§ **Objective 1**: Decide whether each of the following statements agrees with the forum thread on Sig and Beretta pistols, answering yes or no and quoting the words of the thread that settle it: (a) TAPnRACK says the Sig has the shinier finish of the two; (b) 1jimmy owns a Sig P238 and a Beretta 84FS; (c) BigCityChief names the 226 among the Sigs he owns.

====== Supplied text ======

# new to sigs



## donk123 (Jun 6, 2013)

am looking hard at the sig p226 .40 cal. price is a little steep,but i am finding out you get what you pay for. am also considering the beretta 96a1. comments welcome and thanks!


----------



## TAPnRACK (Jan 30, 2013)

Both Sigs & Beretta's are high quality handguns and I own a few of both. I'd be hard pressed to choose between my 92G & P226 Tacops as both have great features and are extremely accurate. One thing I will add is both are two of the easiest guns to break down, which makes maintenance & cleaning a breeze. It all comes down to specific features and how it feels in your hand. The finish on both firearms is outstanding as well... the beretta has more sheen (Bruniton finish) while Sig's (Nitron finish) is a subdued matte finish.

Best solution is to buy BOTH and enjoy each ones unique qualities and features... lol.


----------



## 1jimmy (Jul 30, 2011)

ditto on tapnrack, however for me most sigs and beretta's are too heavy and expensive. i do have sig p238 and beretta 84fs and really like both of them but i tend to stick to glocks for size and weight.


----------



## BigCityChief (Jan 2, 2013)

I own both Sig and Beretta pistols. You won't go wrong with either choice, but I LOVE my 226, 220 and 1911 Sigs.


----------



## acepilot (Dec 16, 2012)

====== Raw data ======

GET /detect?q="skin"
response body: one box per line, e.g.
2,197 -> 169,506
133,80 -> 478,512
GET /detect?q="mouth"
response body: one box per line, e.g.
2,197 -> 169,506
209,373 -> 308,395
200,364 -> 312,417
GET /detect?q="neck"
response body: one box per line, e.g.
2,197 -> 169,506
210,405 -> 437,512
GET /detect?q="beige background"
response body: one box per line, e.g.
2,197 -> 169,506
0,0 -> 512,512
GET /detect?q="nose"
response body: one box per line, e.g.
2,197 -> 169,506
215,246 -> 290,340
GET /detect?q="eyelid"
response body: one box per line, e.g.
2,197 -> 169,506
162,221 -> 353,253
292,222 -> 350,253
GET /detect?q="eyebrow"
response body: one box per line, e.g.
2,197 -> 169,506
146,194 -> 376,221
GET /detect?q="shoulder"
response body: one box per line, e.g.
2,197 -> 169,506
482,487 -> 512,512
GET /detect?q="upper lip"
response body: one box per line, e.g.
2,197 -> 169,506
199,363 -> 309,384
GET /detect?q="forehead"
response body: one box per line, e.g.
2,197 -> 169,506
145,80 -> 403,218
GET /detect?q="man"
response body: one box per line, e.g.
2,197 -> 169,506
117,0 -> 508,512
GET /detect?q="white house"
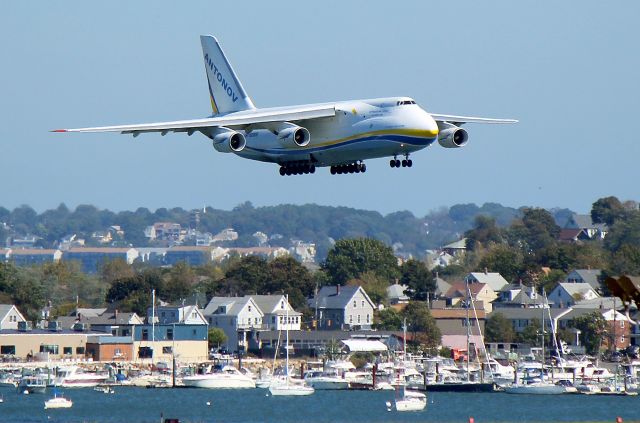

======

§ **Objective 2**: Reproduce the listing from its first line through the line containing "145,80 -> 403,218", inclusive, substituting "POST" for "GET" and leaving everything else unchanged. Give only those lines.

§ **Correct response 1**:
(a) No: "the beretta has more sheen (Bruniton finish) while Sig's (Nitron finish) is a subdued matte finish."
(b) Yes: "i do have sig p238 and beretta 84fs"
(c) Yes: "I LOVE my 226, 220 and 1911 Sigs."

§ **Correct response 2**:
POST /detect?q="skin"
response body: one box per line, e.g.
2,197 -> 169,506
133,80 -> 478,512
POST /detect?q="mouth"
response body: one box per line, e.g.
2,197 -> 169,506
209,373 -> 308,395
200,364 -> 312,417
POST /detect?q="neck"
response body: one box per line, e.g.
2,197 -> 169,506
210,405 -> 437,512
POST /detect?q="beige background"
response body: one box per line, e.g.
2,197 -> 169,506
0,0 -> 512,512
POST /detect?q="nose"
response body: one box per line, e.g.
2,197 -> 169,506
215,246 -> 290,340
POST /detect?q="eyelid"
response body: one box per line, e.g.
2,197 -> 169,506
162,221 -> 353,253
292,222 -> 350,253
POST /detect?q="eyebrow"
response body: one box per line, e.g.
2,197 -> 169,506
146,194 -> 376,221
POST /detect?q="shoulder"
response body: one box per line, e.g.
2,197 -> 169,506
482,487 -> 512,512
POST /detect?q="upper lip"
response body: one box per line, e.g.
2,197 -> 169,506
199,363 -> 309,384
POST /detect?q="forehead"
response body: one box per line, e.g.
2,197 -> 169,506
145,80 -> 403,218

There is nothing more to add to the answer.